## Begin

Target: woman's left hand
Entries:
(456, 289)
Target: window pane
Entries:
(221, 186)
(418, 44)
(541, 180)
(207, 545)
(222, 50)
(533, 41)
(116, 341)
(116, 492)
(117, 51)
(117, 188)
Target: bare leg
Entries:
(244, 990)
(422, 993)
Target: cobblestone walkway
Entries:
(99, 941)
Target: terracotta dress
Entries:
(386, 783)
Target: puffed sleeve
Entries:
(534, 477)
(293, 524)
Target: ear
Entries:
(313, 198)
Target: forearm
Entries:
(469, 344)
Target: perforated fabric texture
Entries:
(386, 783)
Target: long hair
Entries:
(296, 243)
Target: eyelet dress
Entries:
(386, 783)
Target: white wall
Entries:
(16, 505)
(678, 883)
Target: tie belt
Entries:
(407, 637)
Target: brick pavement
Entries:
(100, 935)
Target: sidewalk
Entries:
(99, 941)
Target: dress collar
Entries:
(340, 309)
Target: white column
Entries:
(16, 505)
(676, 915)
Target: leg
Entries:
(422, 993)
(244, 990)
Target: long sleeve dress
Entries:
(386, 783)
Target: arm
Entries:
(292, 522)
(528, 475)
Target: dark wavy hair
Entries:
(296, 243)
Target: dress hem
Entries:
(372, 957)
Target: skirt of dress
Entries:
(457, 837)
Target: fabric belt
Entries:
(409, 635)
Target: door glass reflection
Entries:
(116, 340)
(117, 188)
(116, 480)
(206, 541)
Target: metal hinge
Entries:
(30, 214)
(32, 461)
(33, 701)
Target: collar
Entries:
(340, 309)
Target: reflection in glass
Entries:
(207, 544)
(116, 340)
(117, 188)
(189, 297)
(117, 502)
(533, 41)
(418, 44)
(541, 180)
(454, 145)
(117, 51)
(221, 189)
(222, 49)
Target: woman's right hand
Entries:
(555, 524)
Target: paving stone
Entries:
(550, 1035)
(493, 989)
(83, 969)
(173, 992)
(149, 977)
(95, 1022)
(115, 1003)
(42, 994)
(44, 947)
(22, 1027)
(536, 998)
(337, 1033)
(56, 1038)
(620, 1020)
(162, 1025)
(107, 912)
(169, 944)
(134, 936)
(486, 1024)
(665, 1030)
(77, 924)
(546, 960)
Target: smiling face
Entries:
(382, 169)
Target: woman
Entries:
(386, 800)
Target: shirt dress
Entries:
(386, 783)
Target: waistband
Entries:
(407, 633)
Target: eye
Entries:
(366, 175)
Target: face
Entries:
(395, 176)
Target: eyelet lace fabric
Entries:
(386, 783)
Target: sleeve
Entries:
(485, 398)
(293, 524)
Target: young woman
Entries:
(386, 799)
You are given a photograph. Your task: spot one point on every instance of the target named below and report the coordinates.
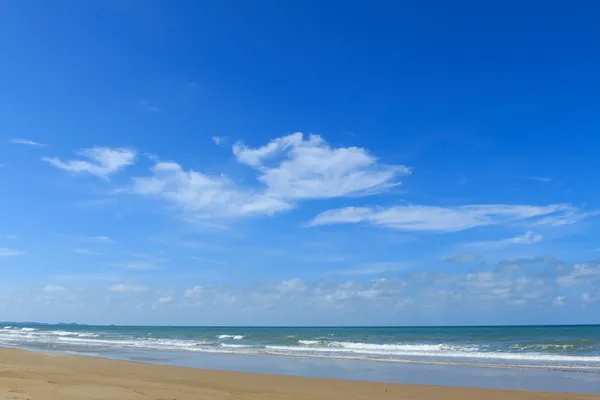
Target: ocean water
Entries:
(567, 348)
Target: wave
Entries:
(235, 337)
(535, 355)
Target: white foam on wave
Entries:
(234, 337)
(386, 347)
(309, 342)
(423, 351)
(394, 352)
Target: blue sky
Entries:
(307, 163)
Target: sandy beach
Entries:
(36, 376)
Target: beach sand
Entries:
(37, 376)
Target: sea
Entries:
(568, 348)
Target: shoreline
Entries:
(40, 375)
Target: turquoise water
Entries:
(550, 347)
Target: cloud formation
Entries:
(6, 252)
(101, 162)
(290, 169)
(439, 219)
(127, 288)
(26, 142)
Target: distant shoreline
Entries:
(28, 374)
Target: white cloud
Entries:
(542, 179)
(558, 301)
(219, 140)
(101, 161)
(580, 274)
(5, 252)
(290, 169)
(53, 289)
(166, 299)
(437, 219)
(98, 239)
(374, 268)
(292, 285)
(86, 252)
(26, 142)
(524, 239)
(204, 196)
(149, 107)
(127, 288)
(194, 292)
(463, 258)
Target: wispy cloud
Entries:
(542, 179)
(5, 252)
(149, 107)
(374, 268)
(127, 288)
(440, 219)
(99, 239)
(86, 252)
(101, 161)
(290, 169)
(524, 239)
(207, 260)
(463, 258)
(26, 142)
(53, 289)
(219, 140)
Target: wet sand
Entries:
(37, 376)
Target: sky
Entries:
(299, 163)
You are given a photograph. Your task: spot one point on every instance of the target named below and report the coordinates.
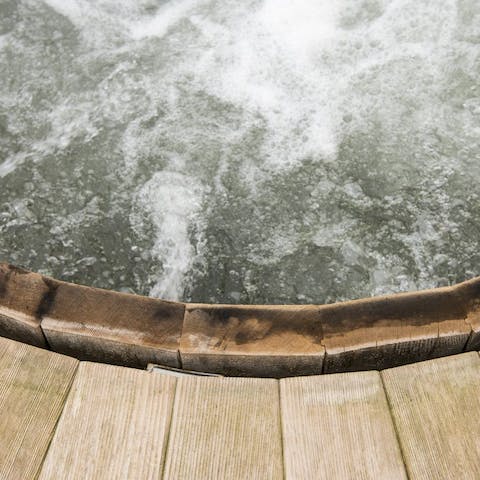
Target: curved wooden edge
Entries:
(240, 340)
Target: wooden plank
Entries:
(23, 297)
(337, 427)
(114, 425)
(384, 332)
(111, 327)
(33, 386)
(225, 428)
(252, 341)
(436, 407)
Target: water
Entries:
(266, 151)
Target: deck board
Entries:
(33, 386)
(339, 427)
(114, 425)
(436, 407)
(225, 428)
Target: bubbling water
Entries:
(242, 151)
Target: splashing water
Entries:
(242, 151)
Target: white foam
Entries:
(173, 201)
(166, 16)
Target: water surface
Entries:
(266, 151)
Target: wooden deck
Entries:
(65, 419)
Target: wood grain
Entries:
(225, 428)
(338, 427)
(436, 407)
(33, 386)
(114, 425)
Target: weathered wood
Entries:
(23, 296)
(225, 428)
(436, 408)
(258, 341)
(114, 425)
(338, 427)
(33, 386)
(383, 332)
(470, 291)
(111, 327)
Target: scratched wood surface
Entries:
(33, 387)
(225, 428)
(114, 425)
(436, 407)
(338, 427)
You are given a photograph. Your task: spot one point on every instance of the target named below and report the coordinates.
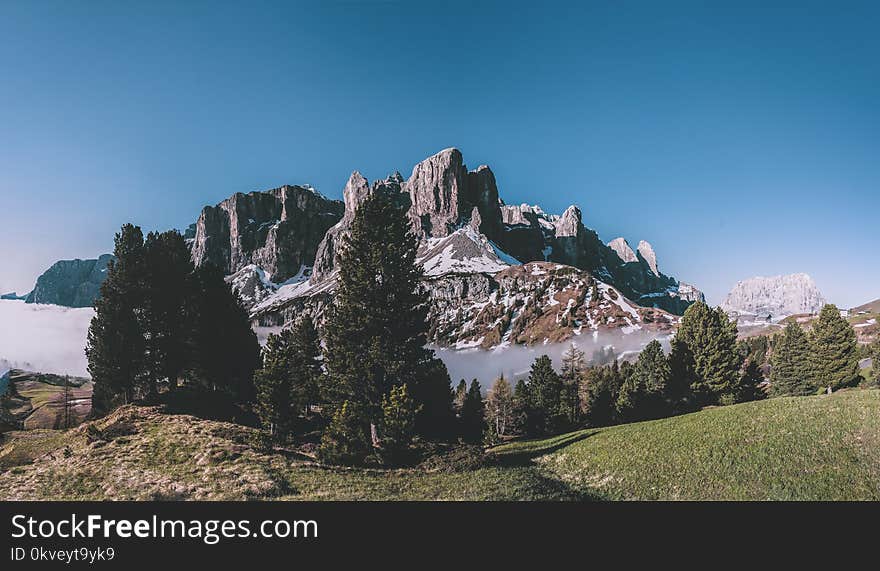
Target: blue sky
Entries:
(738, 138)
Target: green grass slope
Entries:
(138, 453)
(809, 448)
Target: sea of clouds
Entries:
(52, 339)
(44, 338)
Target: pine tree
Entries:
(473, 414)
(835, 352)
(521, 400)
(545, 389)
(500, 409)
(345, 441)
(272, 383)
(573, 367)
(791, 370)
(167, 270)
(115, 347)
(459, 395)
(750, 382)
(682, 376)
(644, 393)
(376, 331)
(711, 338)
(397, 426)
(225, 350)
(600, 392)
(66, 403)
(305, 364)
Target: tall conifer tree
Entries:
(376, 331)
(711, 337)
(835, 352)
(791, 371)
(115, 346)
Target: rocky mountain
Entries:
(774, 297)
(278, 230)
(71, 283)
(473, 248)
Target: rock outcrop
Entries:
(278, 230)
(443, 193)
(646, 251)
(281, 248)
(774, 297)
(71, 283)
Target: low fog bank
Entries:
(52, 339)
(515, 361)
(44, 338)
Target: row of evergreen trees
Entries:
(374, 383)
(160, 321)
(705, 366)
(827, 357)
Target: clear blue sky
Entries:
(740, 138)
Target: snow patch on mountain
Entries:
(464, 251)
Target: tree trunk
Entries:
(374, 435)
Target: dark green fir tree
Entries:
(791, 363)
(835, 352)
(376, 331)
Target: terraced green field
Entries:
(810, 448)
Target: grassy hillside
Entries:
(138, 453)
(822, 448)
(810, 448)
(36, 400)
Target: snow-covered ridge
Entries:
(463, 251)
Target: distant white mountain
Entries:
(776, 296)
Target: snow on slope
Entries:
(463, 251)
(44, 338)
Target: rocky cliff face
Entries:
(443, 194)
(468, 238)
(623, 250)
(776, 297)
(278, 230)
(72, 283)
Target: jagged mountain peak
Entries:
(775, 296)
(647, 252)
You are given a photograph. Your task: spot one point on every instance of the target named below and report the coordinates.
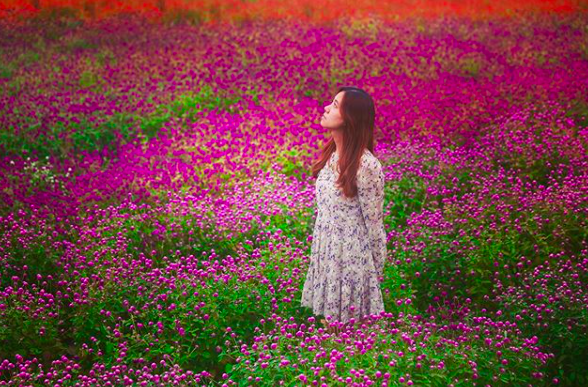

## End

--- Work required ---
Can you rewrite every line of the listing, starting with the line containing "Target: clear blue sky" and going on through the end of the listing, adding 25 to each coordinate and keeping all other lines unchanged? Leave out the pictures.

--- Solved exercise ---
Target: clear blue sky
Entries:
(765, 163)
Target: snow patch on mountain
Entries:
(489, 276)
Target: tree trunk
Entries:
(399, 460)
Target: dark green fir tree
Entries:
(816, 388)
(860, 377)
(401, 356)
Target: terraced green field
Entries:
(835, 473)
Target: grassy hillside
Entries:
(163, 478)
(847, 473)
(835, 473)
(61, 425)
Target: snow-covered ridge
Entries:
(488, 276)
Target: distant white mountain
Entries:
(801, 321)
Target: snow on slope
Entries:
(488, 276)
(69, 363)
Target: rocky cliff face
Entries:
(468, 219)
(493, 263)
(648, 275)
(801, 322)
(303, 255)
(97, 308)
Target: jagged mountain peak
Entries:
(800, 321)
(672, 277)
You are given a photograph. Your task: spot one point on every instance of the target named below and report the coordinates.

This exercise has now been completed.